═══ TEXT EXTRACT

Setting is half of a plot. Certain stories can only happen in certain places. You can’t exactly have daring knights fight a dragon in the middle of New York City. In an enchanted wood, or in a towering fortress, maybe.
Because of this, setting is crucial in every story. Not only the place, but time as well. But the big problem: writers are running out of unique settings.
Think about it. With J. R. R. Tolkien and C. S. Lewis, the idea of a medieval world of fantasy and knights began. Writers and wordsmiths all over the world started crafting manuscripts with lands of daring and wonder, swords and dragons. There MCs fight evil lords, save the kingdom, and battle evil. There are probably myriads of made up worlds now. Allyra, Narnia, Dionia to name a few. This setting, well, let’s call it Setting #1, is one of the most popular ones.
Another one is simply on other planets, usually in the future. This is the Sci-Fi Setting, Setting #2. I’ve done a lot less reading in this, but I know it’s out there. C. S. Lewis experimented in it, and we’ve all heard of War of the Worlds famous author, H. G. Wells. I don’t know if he played with extraterrestrial lands or not, but he created settings like them in his books, e.g. The Time Machine when the MC went into the far future.
Another setting, Setting #3, is a fairly new one. I think a large reason it was used so much, so quickly is because lots of the other good settings, like #1 and #2 were already taken, not by one but thousands of authors. This setting is the Dystopian Setting. Suzanne Collins and the Hunger Games came first, then others like The Maze Runner and Divergent. It’s growing quickly among writers, even among Christian ones (Bryan Davis’ Reapers). I predict this setting will too be full, and that quickly.
What’s left? What’s an author to do? Well, I’m not saying you can’t pursue any of these settings. After all, many others are, and are still being quite successful. But if you want unique? What’s the answer?
I believe the jackpot lies in Setting #4, Steampunk.
Believe it or not, I’ve only read one steampunk book, and that’s Christopher Hopper’s amazing work The Sky Riders. I love it so much. His characters, his thick mysterious plot, and most of all his vibrant world.
I liked it so much I’m already writing my own steampunk series.
Now, many people may argue that steampunk is immoral. That’s not always the case. In the times that it is, I’d stay away from it. But it is possible to cut the “punk” from “steampunk.” Call it steamcraft if you prefer. The mohawks and madness can be pushed aside if you drive into the theme of the prefix instead of the suffix.

══════
═══ EXCERPTED RECORDS

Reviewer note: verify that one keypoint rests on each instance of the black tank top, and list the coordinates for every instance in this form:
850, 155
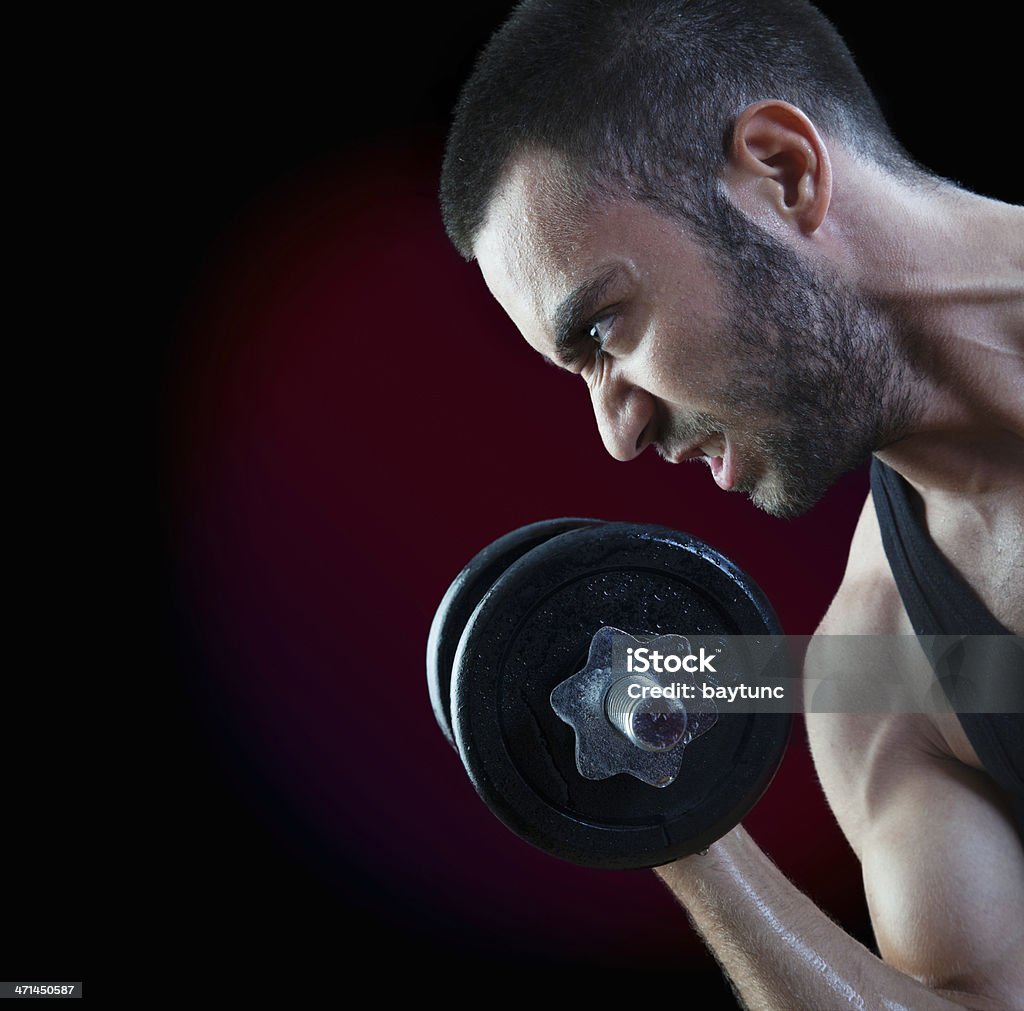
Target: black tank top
940, 603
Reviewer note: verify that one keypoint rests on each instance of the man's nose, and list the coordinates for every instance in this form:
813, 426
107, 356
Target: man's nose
625, 418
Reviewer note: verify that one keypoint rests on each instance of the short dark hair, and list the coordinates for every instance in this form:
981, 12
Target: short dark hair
640, 96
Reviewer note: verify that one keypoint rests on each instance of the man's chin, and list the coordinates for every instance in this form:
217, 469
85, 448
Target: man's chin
783, 501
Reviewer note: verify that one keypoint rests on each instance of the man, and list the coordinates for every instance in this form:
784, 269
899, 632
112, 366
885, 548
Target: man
698, 208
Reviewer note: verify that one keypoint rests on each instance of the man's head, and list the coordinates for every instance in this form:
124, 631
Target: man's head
585, 172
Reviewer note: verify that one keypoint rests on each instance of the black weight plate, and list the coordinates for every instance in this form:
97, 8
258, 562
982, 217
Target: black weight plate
532, 630
464, 594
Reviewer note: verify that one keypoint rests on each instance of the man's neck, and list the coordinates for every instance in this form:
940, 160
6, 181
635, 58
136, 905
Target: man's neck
947, 267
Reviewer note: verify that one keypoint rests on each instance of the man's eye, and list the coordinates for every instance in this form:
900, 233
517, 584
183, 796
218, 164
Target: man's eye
599, 331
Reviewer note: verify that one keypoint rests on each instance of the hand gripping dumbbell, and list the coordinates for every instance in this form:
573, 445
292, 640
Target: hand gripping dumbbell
522, 683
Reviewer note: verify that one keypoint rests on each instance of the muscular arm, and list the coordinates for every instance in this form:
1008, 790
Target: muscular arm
942, 862
945, 901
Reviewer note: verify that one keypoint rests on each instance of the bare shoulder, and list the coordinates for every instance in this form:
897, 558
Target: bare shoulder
861, 750
941, 857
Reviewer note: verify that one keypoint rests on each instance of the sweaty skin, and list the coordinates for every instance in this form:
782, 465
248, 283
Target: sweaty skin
943, 865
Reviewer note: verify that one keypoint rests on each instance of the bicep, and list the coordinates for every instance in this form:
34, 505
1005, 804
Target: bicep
943, 871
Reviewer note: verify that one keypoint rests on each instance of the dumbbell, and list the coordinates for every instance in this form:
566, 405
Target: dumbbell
522, 684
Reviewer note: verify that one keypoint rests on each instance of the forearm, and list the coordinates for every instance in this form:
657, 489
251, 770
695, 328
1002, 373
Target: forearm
778, 948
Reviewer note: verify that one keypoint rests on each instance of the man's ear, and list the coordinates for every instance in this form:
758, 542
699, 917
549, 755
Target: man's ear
778, 166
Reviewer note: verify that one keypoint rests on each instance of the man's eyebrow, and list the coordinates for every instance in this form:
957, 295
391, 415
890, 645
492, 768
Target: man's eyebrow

══════

- [PARTS OF THE EXERCISE]:
[1] In the piece on story settings, what is the one steampunk book the writer says they have read?
[2] Reproduce the piece on story settings word for word, everything from "Another one is" down to "the far future.".
These lines have nothing to do with the piece on story settings.

- [SOLUTIONS TO THE EXERCISE]:
[1] Christopher Hopper's The Sky Riders.

[2]
Another one is simply on other planets, usually in the future. This is the Sci-Fi Setting, Setting #2. I’ve done a lot less reading in this, but I know it’s out there. C. S. Lewis experimented in it, and we’ve all heard of War of the Worlds famous author, H. G. Wells. I don’t know if he played with extraterrestrial lands or not, but he created settings like them in his books, e.g. The Time Machine when the MC went into the far future.